Problem requirements:
Rewrite every one of the entries below, putting "where" wherever "whereabouts" appears and keeping everything else the same. Leave the pictures out.

Extracted records:
-- Start --
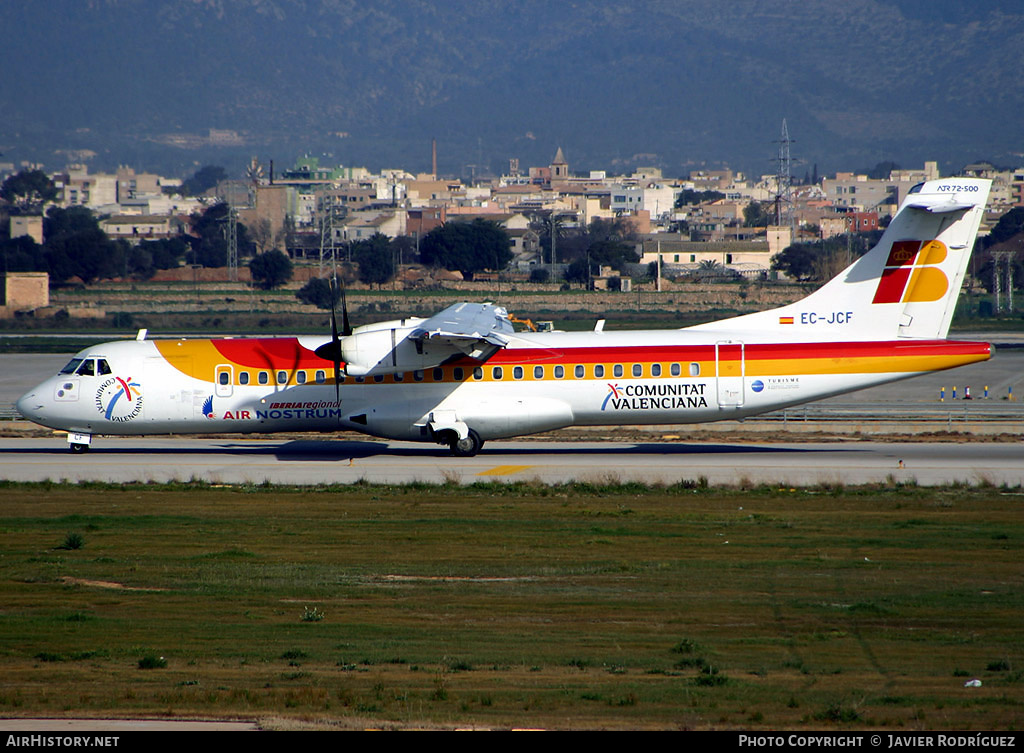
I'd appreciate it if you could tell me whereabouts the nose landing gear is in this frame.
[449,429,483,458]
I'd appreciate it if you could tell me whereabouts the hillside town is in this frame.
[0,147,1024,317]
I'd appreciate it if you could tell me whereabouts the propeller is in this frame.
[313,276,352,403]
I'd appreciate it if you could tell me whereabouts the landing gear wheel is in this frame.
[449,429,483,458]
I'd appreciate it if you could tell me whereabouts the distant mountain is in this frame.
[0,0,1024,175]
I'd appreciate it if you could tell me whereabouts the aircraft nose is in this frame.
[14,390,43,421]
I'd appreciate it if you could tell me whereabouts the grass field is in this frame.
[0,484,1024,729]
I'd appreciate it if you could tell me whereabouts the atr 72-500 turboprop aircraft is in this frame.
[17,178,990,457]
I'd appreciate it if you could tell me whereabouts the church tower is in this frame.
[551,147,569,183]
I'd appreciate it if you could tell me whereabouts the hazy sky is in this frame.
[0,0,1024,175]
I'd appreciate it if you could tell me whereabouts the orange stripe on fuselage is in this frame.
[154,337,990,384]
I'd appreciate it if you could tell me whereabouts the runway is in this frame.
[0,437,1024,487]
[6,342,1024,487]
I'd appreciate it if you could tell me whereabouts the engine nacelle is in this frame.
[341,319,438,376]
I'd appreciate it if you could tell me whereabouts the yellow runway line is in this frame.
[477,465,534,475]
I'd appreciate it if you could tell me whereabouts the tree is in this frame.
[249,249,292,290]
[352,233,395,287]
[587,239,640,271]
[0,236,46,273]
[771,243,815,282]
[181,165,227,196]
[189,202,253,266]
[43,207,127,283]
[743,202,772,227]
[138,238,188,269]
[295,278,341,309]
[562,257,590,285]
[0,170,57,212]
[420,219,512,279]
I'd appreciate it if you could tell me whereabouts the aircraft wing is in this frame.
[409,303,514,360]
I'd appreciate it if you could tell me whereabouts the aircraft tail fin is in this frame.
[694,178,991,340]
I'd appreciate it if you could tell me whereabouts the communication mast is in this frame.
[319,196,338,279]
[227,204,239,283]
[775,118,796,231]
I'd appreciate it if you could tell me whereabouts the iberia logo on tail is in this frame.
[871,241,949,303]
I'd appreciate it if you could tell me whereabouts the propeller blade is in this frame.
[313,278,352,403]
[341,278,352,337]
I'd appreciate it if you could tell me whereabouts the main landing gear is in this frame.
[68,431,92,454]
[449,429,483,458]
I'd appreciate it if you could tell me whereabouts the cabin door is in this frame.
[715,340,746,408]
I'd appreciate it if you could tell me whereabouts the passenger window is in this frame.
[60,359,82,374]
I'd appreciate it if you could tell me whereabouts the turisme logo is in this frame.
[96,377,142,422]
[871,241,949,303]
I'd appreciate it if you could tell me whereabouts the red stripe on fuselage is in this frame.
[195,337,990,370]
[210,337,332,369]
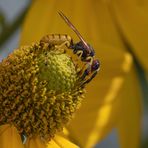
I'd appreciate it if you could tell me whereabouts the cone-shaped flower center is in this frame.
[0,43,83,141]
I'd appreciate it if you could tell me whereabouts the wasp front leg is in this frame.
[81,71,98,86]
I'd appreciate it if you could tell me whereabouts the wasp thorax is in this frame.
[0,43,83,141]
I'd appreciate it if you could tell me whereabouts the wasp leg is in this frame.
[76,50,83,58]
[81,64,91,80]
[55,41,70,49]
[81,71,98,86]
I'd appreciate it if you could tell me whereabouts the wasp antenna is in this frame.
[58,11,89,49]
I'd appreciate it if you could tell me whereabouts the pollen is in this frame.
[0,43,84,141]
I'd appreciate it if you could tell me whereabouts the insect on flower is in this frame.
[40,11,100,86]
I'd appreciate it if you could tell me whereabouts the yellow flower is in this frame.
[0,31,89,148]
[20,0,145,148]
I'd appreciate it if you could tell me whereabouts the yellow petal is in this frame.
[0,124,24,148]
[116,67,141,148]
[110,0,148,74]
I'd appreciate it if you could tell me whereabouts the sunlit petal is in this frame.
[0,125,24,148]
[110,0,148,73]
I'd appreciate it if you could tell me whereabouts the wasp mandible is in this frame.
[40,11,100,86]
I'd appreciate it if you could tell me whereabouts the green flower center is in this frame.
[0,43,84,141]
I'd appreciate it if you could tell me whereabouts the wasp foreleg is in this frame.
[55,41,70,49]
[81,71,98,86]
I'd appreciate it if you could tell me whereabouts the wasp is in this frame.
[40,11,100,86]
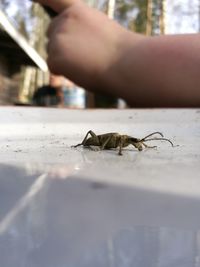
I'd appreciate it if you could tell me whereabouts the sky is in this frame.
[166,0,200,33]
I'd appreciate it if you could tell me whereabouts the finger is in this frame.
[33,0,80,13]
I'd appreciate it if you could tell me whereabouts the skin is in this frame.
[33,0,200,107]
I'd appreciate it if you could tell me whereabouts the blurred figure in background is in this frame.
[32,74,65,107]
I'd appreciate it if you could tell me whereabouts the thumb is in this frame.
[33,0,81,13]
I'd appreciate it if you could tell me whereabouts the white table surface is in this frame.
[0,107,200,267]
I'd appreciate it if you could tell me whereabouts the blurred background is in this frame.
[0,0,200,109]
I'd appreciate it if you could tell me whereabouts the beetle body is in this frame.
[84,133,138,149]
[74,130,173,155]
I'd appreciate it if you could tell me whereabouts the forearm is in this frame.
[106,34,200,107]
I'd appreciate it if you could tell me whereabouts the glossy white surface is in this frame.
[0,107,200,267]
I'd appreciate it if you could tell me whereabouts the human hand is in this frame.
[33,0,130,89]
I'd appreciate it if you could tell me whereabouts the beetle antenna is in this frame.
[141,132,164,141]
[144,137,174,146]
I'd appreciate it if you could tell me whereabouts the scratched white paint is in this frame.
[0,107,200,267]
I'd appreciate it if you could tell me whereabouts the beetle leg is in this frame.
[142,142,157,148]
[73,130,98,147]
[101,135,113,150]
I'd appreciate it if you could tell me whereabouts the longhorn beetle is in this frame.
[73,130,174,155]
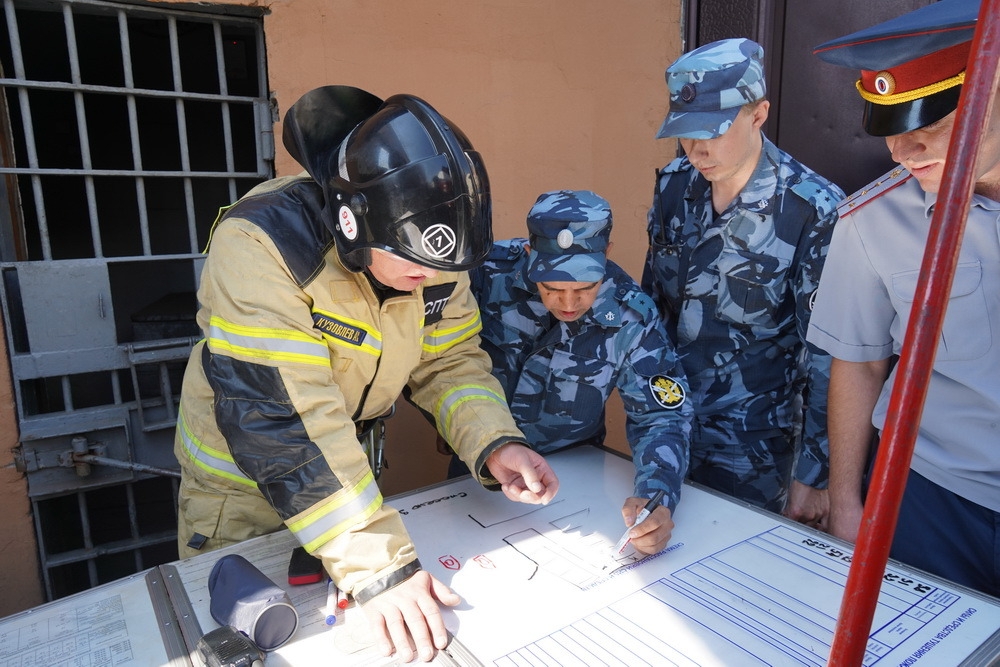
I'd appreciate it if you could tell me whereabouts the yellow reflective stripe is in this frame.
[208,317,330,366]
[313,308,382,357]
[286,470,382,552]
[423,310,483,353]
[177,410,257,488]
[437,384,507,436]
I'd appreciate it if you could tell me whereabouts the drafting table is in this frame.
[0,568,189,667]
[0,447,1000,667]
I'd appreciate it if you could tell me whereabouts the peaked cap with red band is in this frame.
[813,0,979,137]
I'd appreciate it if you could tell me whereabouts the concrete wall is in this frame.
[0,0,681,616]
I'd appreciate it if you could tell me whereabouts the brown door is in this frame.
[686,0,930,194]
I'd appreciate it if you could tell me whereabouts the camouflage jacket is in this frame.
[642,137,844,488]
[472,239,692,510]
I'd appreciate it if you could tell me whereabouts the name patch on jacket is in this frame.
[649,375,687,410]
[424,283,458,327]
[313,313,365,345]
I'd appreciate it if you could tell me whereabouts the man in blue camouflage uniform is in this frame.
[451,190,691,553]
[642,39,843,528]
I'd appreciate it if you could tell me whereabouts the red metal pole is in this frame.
-- End --
Result of the task:
I'd appreciate it if you could tell me where the nose landing gear is in this frame.
[449,429,483,458]
I'd appreciate it if you could tell me where the hillside town is in this frame.
[0,147,1024,317]
I'd appreciate it if you could tell me where the propeller is in this frame.
[313,276,352,403]
I'd appreciate it if you could tell me where the landing gear wheel is in this frame.
[449,429,483,458]
I'd appreciate it if you could tell me where the distant mountain is in this frame.
[0,0,1024,175]
I'd appreciate it if you could tell me where the aircraft nose is in this frame.
[14,390,43,421]
I'd appreciate it if you could tell me where the grass field is in this frame.
[0,484,1024,729]
I'd appreciate it if you could tell me where the atr 72-500 turboprop aircraft is in this frame.
[17,178,990,457]
I'd appreciate it if you could tell me where the church tower is in this frame.
[551,147,569,183]
I'd appreciate it if you could tell me where the hazy sky is in this frame.
[0,0,1024,175]
I'd appreciate it if you could tell me where the orange stripe on fuselage is in this frame.
[154,337,990,384]
I'd appreciate it if you could tell me where the runway is in this frame.
[0,437,1024,487]
[6,342,1024,487]
I'd appreciate it if you could tell me where the engine nacelle is in this frame.
[341,319,438,376]
I'd appreciate it if you could tell me where the yellow runway line is in this frame.
[477,465,534,475]
I'd appreciate it if you could tell me where the tree is in this frame.
[249,249,292,290]
[352,233,395,287]
[587,239,640,271]
[0,236,46,273]
[771,243,815,282]
[181,165,227,196]
[189,202,253,266]
[43,207,127,283]
[743,202,772,227]
[138,238,188,269]
[295,278,341,309]
[562,257,590,285]
[0,170,57,212]
[420,219,512,279]
I'd appreciate it if you could tell me where the aircraft wing is in this frame.
[409,303,514,360]
I'd appreciate it if you could tell me where the aircraft tail fin is in this frame.
[694,178,991,340]
I'd appreciate it if you could tell me where the communication mast is in this frame.
[319,196,338,279]
[227,204,239,283]
[775,118,796,231]
I'd appreciate it if you could tell me where the iberia logo on tail is in this frame.
[871,241,949,303]
I'd appreciate it if you could tell me where the propeller blade is in this frame.
[313,278,352,403]
[341,278,352,337]
I'd appreciate it if you could tell me where the main landing gear is in this frame.
[68,431,92,454]
[449,429,483,458]
I'd appreciate it if you could tell me where the cabin door is in this frame.
[715,340,746,408]
I'd appreciate it if you could tell me where the passenger window is in this frame.
[60,359,82,374]
I'd appreciate it if you could tell me where the turisme logo is in this frame.
[96,377,142,422]
[871,241,949,303]
I'd appreciate it if you could tell me where the red stripe on fuselage is in this frame.
[195,337,990,370]
[210,337,332,369]
I'd appreciate it if you could tell me where the cone-shaped flower center is in this frame.
[0,43,83,141]
I'd appreciate it if you could tell me where the wasp front leg is in this frame.
[81,71,98,86]
I'd appreciate it if you could tell me where the wasp thorax is in this frame.
[0,43,83,141]
I'd appreciate it if you could tell me where the wasp leg is in this frame.
[76,50,83,58]
[81,64,91,80]
[55,41,70,49]
[81,71,98,86]
I'd appreciate it if you could tell me where the wasp antenna is in this frame.
[58,11,89,49]
I'd appreciate it if you could tell me where the pollen is in this frame.
[0,43,84,141]
I'd appreciate it if you could tell me where the insect on flower is in this frame.
[40,11,100,86]
I'd appreciate it if you could tell me where the yellow flower is in this frame.
[0,31,89,148]
[20,0,145,148]
I'd appreciate it if you could tell me where the yellow petal is in this frame.
[0,124,24,148]
[116,67,141,148]
[110,0,148,74]
I'd appreciate it if you could tell me where the sunlit petal is in this frame.
[0,125,24,148]
[110,0,148,73]
I'd appreciate it if you could tell me where the wasp mandible is in this frame.
[40,11,100,86]
I'd appreciate it if you could tell me where the green flower center is in this frame.
[0,43,84,141]
I'd appreciate it if you could tell me where the wasp foreleg is in this frame.
[55,41,70,49]
[81,71,98,86]
I'd appreciate it if you could tell me where the wasp is in this frame.
[40,11,100,86]
I'd appreciate it if you could tell me where the sky is in this frame.
[166,0,200,33]
I'd appreciate it if you could tell me where the finger is in this frame.
[33,0,80,13]
I'd appreciate it if you could tell me where the skin is in this frame.
[33,0,200,107]
I'd appreciate it if you could tell me where the blurred figure in background is in this frame.
[32,74,65,107]
I'd appreciate it if you could tell me where the thumb is in this frame.
[33,0,81,13]
I'd appreciate it if you could tell me where the white table surface is in this frame.
[0,107,200,267]
I'd appreciate it if you could tell me where the blurred background is in this frame.
[0,0,200,109]
I'd appreciate it if you could tell me where the beetle body is in this frame.
[84,133,138,149]
[74,130,173,155]
I'd appreciate it if you could tell me where the forearm is in this frame.
[106,34,200,107]
I'd appreciate it if you could tell me where the glossy white surface is in this frame.
[0,107,200,267]
I'd appreciate it if you could tell me where the human hand is in this frame.
[33,0,130,89]
I'd appreciate it if you could tell me where the beetle antenna is in this frame.
[141,132,164,141]
[144,137,174,146]
I'd appreciate it if you could tell me where the scratched white paint is in this frame.
[0,107,200,267]
I'd appreciate it if you could tell me where the beetle leg is in this frame.
[142,142,157,148]
[73,130,98,147]
[101,135,113,150]
I'd appreciate it if you could tell me where the longhorn beetle is in this frame.
[73,130,174,155]
I'd appreciate it if you could tell me where the yellow reflective stripe is in this frame.
[208,317,330,366]
[313,308,382,357]
[286,470,382,552]
[423,310,483,353]
[177,410,257,488]
[437,384,507,436]
I'd appreciate it if you could tell me where the drafting table is in this frame.
[0,568,189,667]
[0,447,1000,667]
I'd appreciate it if you could tell me where the peaked cap with red band is in this frame.
[813,0,979,137]
I'd appreciate it if you could tell me where the concrete wall is in this frame.
[0,0,681,616]
I'd appreciate it if you could tell me where the brown door is in this frame.
[686,0,930,194]
I'd appreciate it if you could tell me where the camouflage jacket is in this frame.
[642,137,844,488]
[472,239,692,510]
I'd appreciate it if you could tell me where the name patch on jacket is in this frame.
[649,375,687,410]
[424,283,458,327]
[313,313,365,345]
I'd appreciate it if you could tell me where the man in blue camouflage uniform is in this frame.
[451,190,691,553]
[642,39,843,528]
I'd appreciate it if you could tell me where the red metal pole is in this frame.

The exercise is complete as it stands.